- **Exercise prompt**:
Nothing but the line containing "of the vegetable" and the lines that follow it to the end of the material below should appear in the answer, each copied exactly.

- **Excerpted records**:

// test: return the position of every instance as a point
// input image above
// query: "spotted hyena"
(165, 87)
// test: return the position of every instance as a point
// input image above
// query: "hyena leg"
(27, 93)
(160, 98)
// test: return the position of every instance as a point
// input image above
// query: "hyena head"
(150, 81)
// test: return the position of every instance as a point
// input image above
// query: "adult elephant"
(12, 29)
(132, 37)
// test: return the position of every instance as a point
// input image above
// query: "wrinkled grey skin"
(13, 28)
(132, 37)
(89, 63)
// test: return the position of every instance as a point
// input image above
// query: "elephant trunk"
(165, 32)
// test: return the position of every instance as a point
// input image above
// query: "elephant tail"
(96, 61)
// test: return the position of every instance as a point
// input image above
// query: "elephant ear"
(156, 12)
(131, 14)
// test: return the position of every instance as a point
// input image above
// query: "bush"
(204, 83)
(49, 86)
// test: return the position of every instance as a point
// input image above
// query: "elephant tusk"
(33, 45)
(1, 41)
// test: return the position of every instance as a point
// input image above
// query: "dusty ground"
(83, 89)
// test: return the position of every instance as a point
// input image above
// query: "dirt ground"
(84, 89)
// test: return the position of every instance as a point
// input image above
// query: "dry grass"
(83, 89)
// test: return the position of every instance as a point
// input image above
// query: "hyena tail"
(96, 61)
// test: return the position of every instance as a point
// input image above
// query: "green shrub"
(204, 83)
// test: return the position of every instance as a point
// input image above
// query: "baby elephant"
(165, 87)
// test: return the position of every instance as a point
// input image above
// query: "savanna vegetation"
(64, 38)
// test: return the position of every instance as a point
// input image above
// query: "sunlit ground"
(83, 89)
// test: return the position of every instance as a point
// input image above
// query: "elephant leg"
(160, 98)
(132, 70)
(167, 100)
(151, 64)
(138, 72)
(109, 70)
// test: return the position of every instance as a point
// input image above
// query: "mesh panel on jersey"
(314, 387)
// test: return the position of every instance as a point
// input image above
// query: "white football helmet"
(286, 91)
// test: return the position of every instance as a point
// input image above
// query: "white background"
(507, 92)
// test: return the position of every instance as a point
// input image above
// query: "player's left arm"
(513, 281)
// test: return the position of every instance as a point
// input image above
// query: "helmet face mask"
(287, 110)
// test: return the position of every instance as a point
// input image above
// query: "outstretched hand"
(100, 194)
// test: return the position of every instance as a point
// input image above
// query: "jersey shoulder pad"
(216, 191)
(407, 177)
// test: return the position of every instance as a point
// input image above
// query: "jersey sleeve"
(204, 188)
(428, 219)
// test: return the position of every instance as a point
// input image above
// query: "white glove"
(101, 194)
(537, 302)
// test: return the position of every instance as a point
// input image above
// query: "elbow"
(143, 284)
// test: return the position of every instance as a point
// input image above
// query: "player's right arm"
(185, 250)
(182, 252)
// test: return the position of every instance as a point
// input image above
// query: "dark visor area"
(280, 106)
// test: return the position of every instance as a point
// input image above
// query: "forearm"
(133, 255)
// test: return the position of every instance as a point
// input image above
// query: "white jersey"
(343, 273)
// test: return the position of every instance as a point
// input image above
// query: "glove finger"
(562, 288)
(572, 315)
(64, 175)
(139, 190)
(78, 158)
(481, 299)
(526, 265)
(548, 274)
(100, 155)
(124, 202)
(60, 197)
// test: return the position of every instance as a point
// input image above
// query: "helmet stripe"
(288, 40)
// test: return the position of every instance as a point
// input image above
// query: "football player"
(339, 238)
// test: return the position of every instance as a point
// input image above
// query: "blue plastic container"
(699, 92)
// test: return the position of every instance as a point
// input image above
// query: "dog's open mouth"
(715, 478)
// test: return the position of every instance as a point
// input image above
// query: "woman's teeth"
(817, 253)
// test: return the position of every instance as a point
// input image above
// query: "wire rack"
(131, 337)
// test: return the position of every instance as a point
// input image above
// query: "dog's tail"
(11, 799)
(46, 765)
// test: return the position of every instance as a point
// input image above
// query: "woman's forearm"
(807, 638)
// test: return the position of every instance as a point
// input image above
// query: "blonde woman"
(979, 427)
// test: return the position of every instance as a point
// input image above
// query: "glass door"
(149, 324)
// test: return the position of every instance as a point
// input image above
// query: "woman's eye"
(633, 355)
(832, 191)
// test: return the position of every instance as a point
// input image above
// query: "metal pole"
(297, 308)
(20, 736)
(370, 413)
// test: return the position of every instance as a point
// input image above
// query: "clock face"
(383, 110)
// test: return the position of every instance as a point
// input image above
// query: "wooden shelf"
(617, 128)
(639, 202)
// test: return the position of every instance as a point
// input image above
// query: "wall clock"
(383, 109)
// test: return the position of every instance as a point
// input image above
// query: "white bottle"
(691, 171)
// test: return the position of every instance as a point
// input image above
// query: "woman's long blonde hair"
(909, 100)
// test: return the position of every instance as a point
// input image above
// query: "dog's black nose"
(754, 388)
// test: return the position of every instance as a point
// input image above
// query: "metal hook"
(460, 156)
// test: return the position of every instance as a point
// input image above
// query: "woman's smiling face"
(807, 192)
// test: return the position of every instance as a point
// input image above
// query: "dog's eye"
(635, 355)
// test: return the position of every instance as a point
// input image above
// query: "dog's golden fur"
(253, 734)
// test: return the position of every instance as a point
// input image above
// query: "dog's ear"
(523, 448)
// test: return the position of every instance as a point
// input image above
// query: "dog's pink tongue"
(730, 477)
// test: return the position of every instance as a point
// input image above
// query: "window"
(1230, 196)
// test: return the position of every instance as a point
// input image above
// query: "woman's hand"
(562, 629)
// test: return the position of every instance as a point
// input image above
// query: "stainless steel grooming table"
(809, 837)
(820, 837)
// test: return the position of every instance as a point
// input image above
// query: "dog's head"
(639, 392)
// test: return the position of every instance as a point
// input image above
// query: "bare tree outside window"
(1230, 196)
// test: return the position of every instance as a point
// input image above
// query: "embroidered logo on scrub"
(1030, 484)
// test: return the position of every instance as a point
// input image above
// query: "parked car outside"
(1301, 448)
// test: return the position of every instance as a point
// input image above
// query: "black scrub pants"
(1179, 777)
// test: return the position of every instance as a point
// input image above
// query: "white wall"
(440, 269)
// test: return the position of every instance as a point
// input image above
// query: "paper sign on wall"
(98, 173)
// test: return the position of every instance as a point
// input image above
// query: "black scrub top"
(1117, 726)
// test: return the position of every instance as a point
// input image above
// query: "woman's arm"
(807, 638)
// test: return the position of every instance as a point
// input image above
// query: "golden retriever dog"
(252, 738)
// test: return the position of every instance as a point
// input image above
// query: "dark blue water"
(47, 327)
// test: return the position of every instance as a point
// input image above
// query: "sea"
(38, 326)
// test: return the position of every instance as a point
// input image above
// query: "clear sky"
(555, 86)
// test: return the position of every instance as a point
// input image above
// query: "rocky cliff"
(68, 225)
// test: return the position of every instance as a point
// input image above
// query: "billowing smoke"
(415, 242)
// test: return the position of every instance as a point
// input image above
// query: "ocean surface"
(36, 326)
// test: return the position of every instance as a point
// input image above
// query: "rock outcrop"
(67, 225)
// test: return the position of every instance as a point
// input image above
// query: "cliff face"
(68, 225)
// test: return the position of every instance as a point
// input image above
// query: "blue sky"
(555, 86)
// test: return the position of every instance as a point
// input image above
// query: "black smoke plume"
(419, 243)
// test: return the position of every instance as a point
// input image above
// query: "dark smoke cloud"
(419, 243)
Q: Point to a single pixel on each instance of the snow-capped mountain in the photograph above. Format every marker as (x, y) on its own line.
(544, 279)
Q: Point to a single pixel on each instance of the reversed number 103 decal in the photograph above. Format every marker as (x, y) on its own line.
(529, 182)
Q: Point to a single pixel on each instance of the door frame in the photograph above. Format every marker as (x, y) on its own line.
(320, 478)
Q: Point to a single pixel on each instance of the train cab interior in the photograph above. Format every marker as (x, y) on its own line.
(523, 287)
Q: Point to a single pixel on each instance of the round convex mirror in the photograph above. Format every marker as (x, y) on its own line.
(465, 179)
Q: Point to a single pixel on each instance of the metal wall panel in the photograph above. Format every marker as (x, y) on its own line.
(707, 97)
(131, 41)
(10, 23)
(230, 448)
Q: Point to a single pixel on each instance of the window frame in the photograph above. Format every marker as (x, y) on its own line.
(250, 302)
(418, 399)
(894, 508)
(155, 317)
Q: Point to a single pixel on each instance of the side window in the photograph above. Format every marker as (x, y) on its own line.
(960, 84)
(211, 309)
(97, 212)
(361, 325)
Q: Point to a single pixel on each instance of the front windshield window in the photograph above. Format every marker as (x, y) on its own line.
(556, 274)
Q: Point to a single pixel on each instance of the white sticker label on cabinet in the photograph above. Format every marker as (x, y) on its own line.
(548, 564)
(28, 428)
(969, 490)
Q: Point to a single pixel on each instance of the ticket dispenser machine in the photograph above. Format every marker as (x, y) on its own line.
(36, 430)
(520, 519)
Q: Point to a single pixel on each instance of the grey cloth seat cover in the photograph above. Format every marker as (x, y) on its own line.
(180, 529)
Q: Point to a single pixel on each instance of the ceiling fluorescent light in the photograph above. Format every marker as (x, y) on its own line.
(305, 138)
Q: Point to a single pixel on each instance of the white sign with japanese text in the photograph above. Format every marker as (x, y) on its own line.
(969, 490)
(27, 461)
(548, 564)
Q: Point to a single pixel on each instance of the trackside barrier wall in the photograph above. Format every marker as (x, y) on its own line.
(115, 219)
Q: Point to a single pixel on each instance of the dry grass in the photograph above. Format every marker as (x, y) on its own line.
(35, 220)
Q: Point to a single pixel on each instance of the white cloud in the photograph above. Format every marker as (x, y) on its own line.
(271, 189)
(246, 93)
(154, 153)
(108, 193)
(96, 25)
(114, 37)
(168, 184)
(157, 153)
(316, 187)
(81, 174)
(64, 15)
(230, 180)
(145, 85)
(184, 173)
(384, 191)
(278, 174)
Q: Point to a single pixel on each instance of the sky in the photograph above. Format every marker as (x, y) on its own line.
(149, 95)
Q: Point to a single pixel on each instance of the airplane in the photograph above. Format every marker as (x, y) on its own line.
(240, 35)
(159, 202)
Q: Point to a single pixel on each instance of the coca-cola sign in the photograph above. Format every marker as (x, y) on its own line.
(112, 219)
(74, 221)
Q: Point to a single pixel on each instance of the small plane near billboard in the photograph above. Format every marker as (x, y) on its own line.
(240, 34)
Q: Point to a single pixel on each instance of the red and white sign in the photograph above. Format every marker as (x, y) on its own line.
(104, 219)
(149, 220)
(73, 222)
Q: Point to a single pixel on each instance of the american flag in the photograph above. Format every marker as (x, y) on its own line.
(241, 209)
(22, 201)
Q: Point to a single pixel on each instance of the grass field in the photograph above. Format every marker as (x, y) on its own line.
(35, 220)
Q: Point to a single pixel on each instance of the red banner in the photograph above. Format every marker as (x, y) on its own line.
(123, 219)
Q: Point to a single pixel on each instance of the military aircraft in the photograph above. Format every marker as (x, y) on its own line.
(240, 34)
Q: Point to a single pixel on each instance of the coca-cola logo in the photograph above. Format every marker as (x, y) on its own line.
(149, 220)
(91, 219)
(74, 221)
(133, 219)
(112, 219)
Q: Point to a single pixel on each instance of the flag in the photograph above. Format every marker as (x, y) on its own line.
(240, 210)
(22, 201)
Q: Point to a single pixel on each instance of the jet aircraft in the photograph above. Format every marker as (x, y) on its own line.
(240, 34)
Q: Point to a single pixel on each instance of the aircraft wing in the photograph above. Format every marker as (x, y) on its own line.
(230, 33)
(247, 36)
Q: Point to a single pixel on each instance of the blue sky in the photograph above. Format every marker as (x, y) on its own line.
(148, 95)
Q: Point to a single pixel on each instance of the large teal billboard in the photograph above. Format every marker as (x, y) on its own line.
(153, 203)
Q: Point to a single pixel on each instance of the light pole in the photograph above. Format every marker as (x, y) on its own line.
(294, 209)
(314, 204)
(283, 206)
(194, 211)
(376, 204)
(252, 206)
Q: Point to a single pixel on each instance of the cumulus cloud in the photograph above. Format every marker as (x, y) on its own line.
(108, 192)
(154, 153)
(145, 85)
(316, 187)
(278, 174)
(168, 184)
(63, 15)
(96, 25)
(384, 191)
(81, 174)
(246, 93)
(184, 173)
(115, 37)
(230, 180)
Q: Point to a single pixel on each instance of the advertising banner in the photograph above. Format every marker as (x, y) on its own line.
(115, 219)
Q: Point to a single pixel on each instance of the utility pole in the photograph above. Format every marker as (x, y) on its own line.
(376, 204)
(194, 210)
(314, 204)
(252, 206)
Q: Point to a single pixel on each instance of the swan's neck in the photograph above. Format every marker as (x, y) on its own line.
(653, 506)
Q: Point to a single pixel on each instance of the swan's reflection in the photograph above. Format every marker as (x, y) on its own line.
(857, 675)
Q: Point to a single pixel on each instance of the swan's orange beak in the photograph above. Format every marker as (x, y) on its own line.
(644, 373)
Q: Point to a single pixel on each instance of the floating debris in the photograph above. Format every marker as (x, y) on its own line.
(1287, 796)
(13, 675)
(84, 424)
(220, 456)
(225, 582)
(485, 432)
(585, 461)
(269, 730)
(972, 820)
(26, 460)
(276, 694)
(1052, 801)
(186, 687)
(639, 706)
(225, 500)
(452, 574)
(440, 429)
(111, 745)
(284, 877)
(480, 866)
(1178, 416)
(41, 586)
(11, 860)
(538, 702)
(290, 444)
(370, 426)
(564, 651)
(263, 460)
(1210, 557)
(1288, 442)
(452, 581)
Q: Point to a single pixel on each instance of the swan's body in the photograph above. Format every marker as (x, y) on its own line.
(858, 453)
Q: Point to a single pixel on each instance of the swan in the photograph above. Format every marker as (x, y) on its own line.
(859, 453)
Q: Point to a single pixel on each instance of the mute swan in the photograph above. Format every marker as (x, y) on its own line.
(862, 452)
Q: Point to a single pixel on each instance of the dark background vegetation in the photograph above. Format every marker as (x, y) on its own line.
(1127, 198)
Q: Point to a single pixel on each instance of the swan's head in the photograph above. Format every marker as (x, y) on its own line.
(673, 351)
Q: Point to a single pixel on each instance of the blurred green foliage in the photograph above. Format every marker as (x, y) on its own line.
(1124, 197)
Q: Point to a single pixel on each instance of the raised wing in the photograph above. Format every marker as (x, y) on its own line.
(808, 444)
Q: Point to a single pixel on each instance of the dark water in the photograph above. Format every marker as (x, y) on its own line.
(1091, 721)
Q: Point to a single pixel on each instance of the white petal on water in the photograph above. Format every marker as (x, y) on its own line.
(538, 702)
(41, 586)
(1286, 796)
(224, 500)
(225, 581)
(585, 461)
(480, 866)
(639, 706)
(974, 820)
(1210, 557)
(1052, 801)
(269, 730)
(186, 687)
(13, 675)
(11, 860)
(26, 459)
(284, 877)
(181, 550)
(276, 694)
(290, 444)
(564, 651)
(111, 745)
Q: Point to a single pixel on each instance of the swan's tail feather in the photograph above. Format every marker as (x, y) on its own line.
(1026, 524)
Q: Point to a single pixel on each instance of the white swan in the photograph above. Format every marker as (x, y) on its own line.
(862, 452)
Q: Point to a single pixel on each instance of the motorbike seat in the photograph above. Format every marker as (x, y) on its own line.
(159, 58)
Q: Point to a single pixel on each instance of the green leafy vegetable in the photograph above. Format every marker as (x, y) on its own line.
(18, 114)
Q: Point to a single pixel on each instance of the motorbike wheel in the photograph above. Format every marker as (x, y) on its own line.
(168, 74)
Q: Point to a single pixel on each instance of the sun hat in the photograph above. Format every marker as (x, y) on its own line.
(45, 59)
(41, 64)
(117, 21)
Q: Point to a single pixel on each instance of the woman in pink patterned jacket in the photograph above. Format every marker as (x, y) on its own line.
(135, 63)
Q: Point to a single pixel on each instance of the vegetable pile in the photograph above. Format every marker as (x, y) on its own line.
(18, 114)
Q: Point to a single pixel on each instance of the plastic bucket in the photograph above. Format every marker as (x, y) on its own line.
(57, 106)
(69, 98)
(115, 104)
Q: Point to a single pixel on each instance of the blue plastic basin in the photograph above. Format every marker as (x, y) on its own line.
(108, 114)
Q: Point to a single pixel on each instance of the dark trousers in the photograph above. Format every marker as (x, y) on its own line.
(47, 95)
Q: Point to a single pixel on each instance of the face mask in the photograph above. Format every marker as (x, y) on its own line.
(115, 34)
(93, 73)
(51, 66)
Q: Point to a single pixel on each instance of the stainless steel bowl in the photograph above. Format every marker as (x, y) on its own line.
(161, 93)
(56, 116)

- **Result of the task**:
Q: Point to a single pixel on each instance of the vegetable pile in the photograph above. Format every marker as (x, y) on its own line.
(18, 114)
Q: Point to a single pixel on each instance of the plastic bucket in the photograph above. Format every marker as (x, y) on its own line.
(57, 106)
(69, 98)
(115, 104)
Q: Point to a single pixel on each instance of the blue plastic basin in the photograph above. Format every marker as (x, y) on its own line.
(108, 114)
Q: Point to a single pixel on each instance of the dark trousers in the photograph above. Format every marker as (x, y) on its own line.
(47, 95)
Q: Point to a single pixel on each instance of the face mask in the photograph above. Format every marker as (x, y) on its own line.
(115, 34)
(93, 73)
(51, 66)
Q: Point to a single pixel on each instance of the stainless steel bowl in the photograph above. Format every marker as (x, y) on its own line.
(161, 93)
(56, 116)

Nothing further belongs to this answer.